§ **What this exercise asks**
• 1. Using the text on the mepolizumab asthma study, decide whether each statement below agrees with it. For each, answer yes or no and quote the words from the text that settle it. (a) The study was carried out at 81 centers in 13 countries. (b) 159 patients were assigned to the 750-mg dose of mepolizumab. (c) Patients in the trial took mepolizumab by mouth.
• 2. Write the next part of the text on the mepolizumab asthma study, picking up after its last sentence.

--- Document text ---

Mepolizumab significantly reduces asthma exacerbations in patients with severe eosinophilic asthma, according to a study published in a recent issue of The Lancet.
Mepolizumab significantly reduces asthma exacerbations in patients with severe eosinophilic asthma, according to a study published in the August 18 issue of The Lancet.
As part of the Dose Ranging Efficacy and Safety with Mepolizumab (DREAM) trial, Ian D Pavord, DM, with Spire Leicester Hospital in the United Kingdom, and colleagues, conducted the study at 81 centers in 13 countries between 2009 and 2011. Patients who had a history of recurrent severe asthma exacerbations and had signs of eosinophilic inflammation were randomly assigned to receive 1 of 3 doses of intravenous mepolizumab or matched placebo; 621 patients were randomized (159 were assigned to placebo, 154 to 75-mg mepolizumab, 152 to 250-mg mepolizumab, and 156 to 750-mg mepolizumab).

--- Material provided ---

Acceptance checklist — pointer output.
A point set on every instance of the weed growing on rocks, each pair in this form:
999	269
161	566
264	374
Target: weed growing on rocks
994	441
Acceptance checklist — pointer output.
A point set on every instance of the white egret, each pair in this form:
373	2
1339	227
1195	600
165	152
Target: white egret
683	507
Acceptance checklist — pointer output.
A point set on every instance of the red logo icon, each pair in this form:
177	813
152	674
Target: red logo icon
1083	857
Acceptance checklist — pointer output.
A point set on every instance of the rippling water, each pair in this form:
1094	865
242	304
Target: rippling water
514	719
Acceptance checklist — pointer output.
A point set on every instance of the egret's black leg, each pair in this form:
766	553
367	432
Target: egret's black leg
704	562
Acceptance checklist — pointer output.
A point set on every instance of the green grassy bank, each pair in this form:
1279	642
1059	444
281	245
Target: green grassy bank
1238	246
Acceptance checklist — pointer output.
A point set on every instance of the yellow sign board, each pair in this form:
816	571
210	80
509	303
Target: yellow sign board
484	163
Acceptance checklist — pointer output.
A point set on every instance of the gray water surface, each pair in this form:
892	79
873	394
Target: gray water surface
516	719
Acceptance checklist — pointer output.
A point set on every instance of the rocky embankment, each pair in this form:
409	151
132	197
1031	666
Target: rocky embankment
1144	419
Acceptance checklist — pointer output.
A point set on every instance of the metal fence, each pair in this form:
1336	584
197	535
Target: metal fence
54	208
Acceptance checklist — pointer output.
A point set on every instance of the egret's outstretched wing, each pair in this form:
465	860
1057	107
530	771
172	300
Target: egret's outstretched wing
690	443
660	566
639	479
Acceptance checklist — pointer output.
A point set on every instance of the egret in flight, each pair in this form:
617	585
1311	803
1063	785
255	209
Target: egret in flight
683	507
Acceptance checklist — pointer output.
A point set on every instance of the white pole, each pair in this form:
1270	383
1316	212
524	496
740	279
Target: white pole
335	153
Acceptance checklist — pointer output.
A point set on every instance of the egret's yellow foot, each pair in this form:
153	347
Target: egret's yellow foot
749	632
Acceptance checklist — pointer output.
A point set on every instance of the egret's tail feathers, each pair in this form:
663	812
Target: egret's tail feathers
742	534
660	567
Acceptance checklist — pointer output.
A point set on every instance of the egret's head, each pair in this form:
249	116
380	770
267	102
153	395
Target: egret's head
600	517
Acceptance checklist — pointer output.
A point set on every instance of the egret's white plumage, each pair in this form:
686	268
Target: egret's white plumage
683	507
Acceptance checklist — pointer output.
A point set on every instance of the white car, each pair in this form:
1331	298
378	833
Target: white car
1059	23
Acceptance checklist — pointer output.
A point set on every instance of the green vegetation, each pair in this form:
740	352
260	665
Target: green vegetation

---

§ **Answers for this exercise**
• 1.
(a) Yes: "conducted the study at 81 centers in 13 countries between 2009 and 2011"
(b) No: "159 were assigned to placebo" and "156 to 750-mg mepolizumab"
(c) No: "randomly assigned to receive 1 of 3 doses of intravenous mepolizumab or matched placebo"

• 2.
The rate in reduction of clinically significant exacerbations was 48% for the group receiving the 75-mg dose, 39% in the group receiving a 250-mg dose, and 52% in the group receiving the 750-mg dose.
"Mepolizumab is an effective and well-tolerated treatment that reduces the risk of asthma exacerbations in patients with severe eosinophilic asthma," the researchers wrote. "Additionally, treatment lowers blood and sputum eosinophil counts and was well tolerated for 12 months," they added.
As the largest trial of severe asthma, the DREAM study results are important and suggest that "neutralizing interleukin 5 addresses a major unmet medical need in a population with substantial morbidity and healthcare costs," according to the researchers.